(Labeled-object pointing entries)
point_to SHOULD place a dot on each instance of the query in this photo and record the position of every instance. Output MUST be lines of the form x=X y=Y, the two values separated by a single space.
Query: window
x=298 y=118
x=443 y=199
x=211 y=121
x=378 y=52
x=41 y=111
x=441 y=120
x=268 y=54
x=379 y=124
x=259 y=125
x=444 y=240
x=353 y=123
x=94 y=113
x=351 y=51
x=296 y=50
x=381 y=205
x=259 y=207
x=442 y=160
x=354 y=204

**Exercise**
Copy out all of the data above, line for line, with no changes.

**Correct result**
point_to SHOULD place a dot on each instance of the query in this photo and record the position of every instance. Output MUST be lines of the form x=X y=Y, the two values separated by a single space.
Query: window
x=298 y=118
x=443 y=199
x=211 y=121
x=378 y=52
x=41 y=111
x=441 y=120
x=268 y=54
x=379 y=124
x=259 y=125
x=444 y=240
x=353 y=123
x=94 y=113
x=351 y=51
x=296 y=50
x=381 y=205
x=259 y=207
x=442 y=160
x=354 y=204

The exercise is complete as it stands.